§ Extracted text
SANS Penetration Testing

Web Application Scanning Automation

Some functions within penetration testing can be mundane and repetitive. To feed some life into these parts of the test, it can be fun and challenging to develop an automation script for these elements of an assessment. Furthermore, automating parts of a penetration test can help the output to be more consistent, reproducible, rigorous, and introduce some quality control as suggested by the OWASP Testing Methodology[1]. This article will introduce a few features of nmap and Nikto that support script automation, and walk through building a simple starter automation script.

Ready, Aim, FIRE!

To feed your automation, you will need a way to document your target information. Frequently a flat-text file with one target per line is sufficient. Other formats, such as XML, may be helpful depending on the tools you intend to use within your automated scripts.

Most command-line tools have features, such as reading target information from files, that facilitate automation nicely.


The popular port scanning tool, nmap[2], can read a list of targets from a file through the "-iL" switch. For nmap, the file can specify targets in the same format that they can be listed on the command line, and multiple target designations can be placed on separate lines.

The following sample shows the flexibility nmap offers in the formatting of files it can read through the "-iL" switch:

Table 1: Sample nmap "targets.txt" File

The nmap tool also permits the results to be saved into several different formats:

  • Normal: The same output as nmap sends to STDOUTXML:
  • The results in XML data structure
  • Greppable: Output with scan results for each host on a single line
  • Script Kiddie: Results are in "L33T" speak

Using the "-oA" switch, nmap will output the results into three (3) separate files associated with the first three (3) output options listed above.

These file outputs will become the inputs for other tools to select targets.

Putting the input and output options together, the following nmap command will read in targets from the "targets.txt" file and output results to the three (3) useful file formats.

nmap -iL targets.txt -oA $(date +%Y%m%d)_nmap_tcp

Table 2: Example nmap Command

The "$(date +%Y%m%d)" portion of the filename in the previous command causes the current date to be prepended to the file names nmap creates.

§ Records supplied
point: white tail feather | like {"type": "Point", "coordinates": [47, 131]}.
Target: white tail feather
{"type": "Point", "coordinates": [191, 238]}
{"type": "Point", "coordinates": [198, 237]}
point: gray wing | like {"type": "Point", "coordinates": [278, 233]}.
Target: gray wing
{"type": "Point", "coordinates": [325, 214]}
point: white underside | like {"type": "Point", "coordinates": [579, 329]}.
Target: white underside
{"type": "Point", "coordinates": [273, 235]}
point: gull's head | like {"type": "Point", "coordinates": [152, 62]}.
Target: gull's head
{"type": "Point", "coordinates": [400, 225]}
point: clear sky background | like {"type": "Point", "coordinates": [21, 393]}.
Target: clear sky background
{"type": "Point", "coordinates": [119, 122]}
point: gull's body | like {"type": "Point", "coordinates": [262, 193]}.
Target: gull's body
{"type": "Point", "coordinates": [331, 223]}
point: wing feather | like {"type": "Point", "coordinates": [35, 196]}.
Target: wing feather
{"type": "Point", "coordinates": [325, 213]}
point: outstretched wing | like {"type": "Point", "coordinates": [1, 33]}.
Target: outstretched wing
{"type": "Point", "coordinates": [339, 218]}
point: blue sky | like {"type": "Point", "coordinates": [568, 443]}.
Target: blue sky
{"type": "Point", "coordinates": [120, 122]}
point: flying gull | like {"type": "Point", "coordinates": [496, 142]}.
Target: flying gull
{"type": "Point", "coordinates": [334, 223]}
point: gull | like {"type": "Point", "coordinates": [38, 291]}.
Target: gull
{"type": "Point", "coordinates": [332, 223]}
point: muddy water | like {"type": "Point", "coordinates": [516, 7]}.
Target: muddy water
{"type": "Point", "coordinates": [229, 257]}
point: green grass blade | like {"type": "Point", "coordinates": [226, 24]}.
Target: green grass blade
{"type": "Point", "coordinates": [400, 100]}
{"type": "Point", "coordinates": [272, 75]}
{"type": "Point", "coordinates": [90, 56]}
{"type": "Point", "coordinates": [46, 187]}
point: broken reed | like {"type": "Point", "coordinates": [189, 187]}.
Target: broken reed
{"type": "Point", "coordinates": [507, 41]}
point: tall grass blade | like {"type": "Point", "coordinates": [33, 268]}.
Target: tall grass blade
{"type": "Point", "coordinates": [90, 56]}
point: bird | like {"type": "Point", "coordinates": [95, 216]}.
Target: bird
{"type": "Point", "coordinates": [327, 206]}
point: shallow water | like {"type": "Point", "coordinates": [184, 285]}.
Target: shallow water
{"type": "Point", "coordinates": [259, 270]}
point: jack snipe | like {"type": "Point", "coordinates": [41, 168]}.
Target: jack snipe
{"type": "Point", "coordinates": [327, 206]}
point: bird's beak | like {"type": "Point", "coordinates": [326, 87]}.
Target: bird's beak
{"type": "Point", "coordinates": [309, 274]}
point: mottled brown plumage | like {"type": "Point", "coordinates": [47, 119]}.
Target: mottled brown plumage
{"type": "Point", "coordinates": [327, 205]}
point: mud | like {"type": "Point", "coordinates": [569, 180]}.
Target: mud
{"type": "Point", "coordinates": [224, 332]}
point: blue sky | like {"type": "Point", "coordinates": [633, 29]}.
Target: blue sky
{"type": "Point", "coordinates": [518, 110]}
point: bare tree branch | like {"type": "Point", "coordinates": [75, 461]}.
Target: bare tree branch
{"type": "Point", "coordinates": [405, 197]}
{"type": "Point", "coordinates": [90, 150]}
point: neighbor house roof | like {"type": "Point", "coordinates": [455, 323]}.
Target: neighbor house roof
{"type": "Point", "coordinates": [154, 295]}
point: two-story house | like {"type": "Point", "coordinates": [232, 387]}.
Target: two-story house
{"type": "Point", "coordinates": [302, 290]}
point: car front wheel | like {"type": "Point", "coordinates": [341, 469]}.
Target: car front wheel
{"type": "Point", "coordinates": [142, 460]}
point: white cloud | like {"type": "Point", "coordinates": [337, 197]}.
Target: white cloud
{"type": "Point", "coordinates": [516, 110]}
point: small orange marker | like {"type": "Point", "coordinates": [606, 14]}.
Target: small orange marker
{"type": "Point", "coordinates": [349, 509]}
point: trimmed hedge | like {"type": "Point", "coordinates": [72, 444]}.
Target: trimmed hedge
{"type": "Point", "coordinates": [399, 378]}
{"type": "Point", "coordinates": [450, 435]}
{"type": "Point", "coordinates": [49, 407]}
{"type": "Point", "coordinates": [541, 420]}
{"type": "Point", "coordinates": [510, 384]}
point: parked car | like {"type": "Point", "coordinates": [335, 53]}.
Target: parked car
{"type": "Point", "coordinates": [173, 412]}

§ Exercise tasks
a: Answer these questions about the article on web application scanning automation:
(i) Which nmap switch reads a list of targets from a file?
(ii) Which nmap switch writes results into three separate files?
(iii) What does the "$(date +%Y%m%d)" portion of the filename do?
b: Print the entries exactly, starting with the line that contains "point: trimmed hedge" and going on through the last line of the entries.
The article and the entries have nothing to do with each other.

§ Answers for the exercise
a:
(i) The "-iL" switch.
(ii) The "-oA" switch.
(iii) It causes the current date to be prepended to the file names nmap creates.

b:
point: trimmed hedge | like {"type": "Point", "coordinates": [72, 444]}.
Target: trimmed hedge
{"type": "Point", "coordinates": [399, 378]}
{"type": "Point", "coordinates": [450, 435]}
{"type": "Point", "coordinates": [49, 407]}
{"type": "Point", "coordinates": [541, 420]}
{"type": "Point", "coordinates": [510, 384]}
point: parked car | like {"type": "Point", "coordinates": [335, 53]}.
Target: parked car
{"type": "Point", "coordinates": [173, 412]}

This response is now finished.